* _Problem_
Repeat each line of the material below exactly.

* _Supplied material_
· · · ·

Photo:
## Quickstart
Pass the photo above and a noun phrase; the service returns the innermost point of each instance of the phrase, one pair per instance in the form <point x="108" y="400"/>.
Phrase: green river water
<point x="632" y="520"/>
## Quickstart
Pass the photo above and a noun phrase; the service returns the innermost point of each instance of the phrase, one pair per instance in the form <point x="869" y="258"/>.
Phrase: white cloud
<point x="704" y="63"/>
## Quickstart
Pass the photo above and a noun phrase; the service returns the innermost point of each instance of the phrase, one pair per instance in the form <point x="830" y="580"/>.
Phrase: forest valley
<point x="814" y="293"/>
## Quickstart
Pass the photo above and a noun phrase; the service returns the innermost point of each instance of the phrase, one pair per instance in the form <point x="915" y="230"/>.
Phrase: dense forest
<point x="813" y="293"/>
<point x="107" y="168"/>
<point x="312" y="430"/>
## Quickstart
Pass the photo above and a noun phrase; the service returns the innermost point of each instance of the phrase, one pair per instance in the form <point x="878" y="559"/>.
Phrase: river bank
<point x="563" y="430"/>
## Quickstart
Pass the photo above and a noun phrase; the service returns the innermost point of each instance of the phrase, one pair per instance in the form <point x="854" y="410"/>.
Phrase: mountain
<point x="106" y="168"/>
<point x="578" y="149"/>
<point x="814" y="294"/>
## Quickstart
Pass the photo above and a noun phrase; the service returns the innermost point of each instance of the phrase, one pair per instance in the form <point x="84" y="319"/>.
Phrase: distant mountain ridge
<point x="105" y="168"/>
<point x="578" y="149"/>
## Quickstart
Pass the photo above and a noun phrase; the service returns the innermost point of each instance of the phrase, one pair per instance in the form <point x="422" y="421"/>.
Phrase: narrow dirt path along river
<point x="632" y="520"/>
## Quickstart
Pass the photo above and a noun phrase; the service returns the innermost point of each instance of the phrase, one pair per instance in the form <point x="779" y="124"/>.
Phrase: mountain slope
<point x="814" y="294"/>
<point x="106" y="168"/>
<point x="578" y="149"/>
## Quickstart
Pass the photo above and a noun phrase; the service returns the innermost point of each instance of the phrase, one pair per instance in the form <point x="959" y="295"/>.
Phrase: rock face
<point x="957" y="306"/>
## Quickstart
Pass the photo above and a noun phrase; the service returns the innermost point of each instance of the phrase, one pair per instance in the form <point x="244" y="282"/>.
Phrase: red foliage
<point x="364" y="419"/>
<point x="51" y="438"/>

· · · ·

* _Response to the task_
Photo:
## Quickstart
Pass the photo above and a noun phrase; the service returns the innermost point of each instance of the phrase, one pair per instance in the form <point x="108" y="400"/>.
Phrase: green river water
<point x="632" y="520"/>
## Quickstart
Pass the photo above and a noun phrase; the service returns the innermost point of each instance of the phrase, one pair per instance in the form <point x="869" y="258"/>.
Phrase: white cloud
<point x="704" y="63"/>
## Quickstart
Pass the photo above and a noun phrase; the service returns the innermost point of each instance of the phrase, one pair per instance in the form <point x="830" y="580"/>.
Phrase: forest valley
<point x="814" y="293"/>
## Quickstart
Pass the photo above and a noun phrase; the service returns the innermost point of each instance of the phrase, one pair per instance in the form <point x="915" y="230"/>.
Phrase: dense forest
<point x="813" y="293"/>
<point x="107" y="168"/>
<point x="312" y="430"/>
## Quickstart
Pass the photo above and a noun phrase; the service returns the innermost point of each instance of the phrase, one pair per instance in the form <point x="878" y="559"/>.
Phrase: river bank
<point x="563" y="430"/>
## Quickstart
Pass the photo above and a noun phrase; the service returns the innermost point of each instance of the phrase, one pair per instance in the form <point x="854" y="410"/>.
Phrase: mountain
<point x="106" y="168"/>
<point x="578" y="149"/>
<point x="814" y="294"/>
## Quickstart
Pass the photo above and a noun phrase; the service returns the innermost point of each instance of the phrase, one pair per instance in the form <point x="84" y="319"/>.
Phrase: distant mountain ridge
<point x="105" y="168"/>
<point x="578" y="149"/>
## Quickstart
Pass the photo above and a noun phrase; the service returns the innermost point of each instance of the phrase, one pair per instance in the form <point x="422" y="421"/>.
Phrase: narrow dirt path along river
<point x="632" y="520"/>
## Quickstart
Pass the photo above and a noun phrase; the service returns the innermost point of each instance of the phrase, one pair per instance in the form <point x="779" y="124"/>.
Phrase: mountain slope
<point x="814" y="294"/>
<point x="106" y="168"/>
<point x="578" y="149"/>
## Quickstart
Pass the photo above and a noun phrase; the service returns the innermost point of each instance of the phrase, one pair per instance in the form <point x="959" y="295"/>.
Phrase: rock face
<point x="957" y="306"/>
## Quickstart
Pass the photo above and a noun phrase; the service returns the innermost point of each instance of the phrase, one pair per instance in the form <point x="244" y="282"/>.
Phrase: red foliage
<point x="364" y="419"/>
<point x="51" y="438"/>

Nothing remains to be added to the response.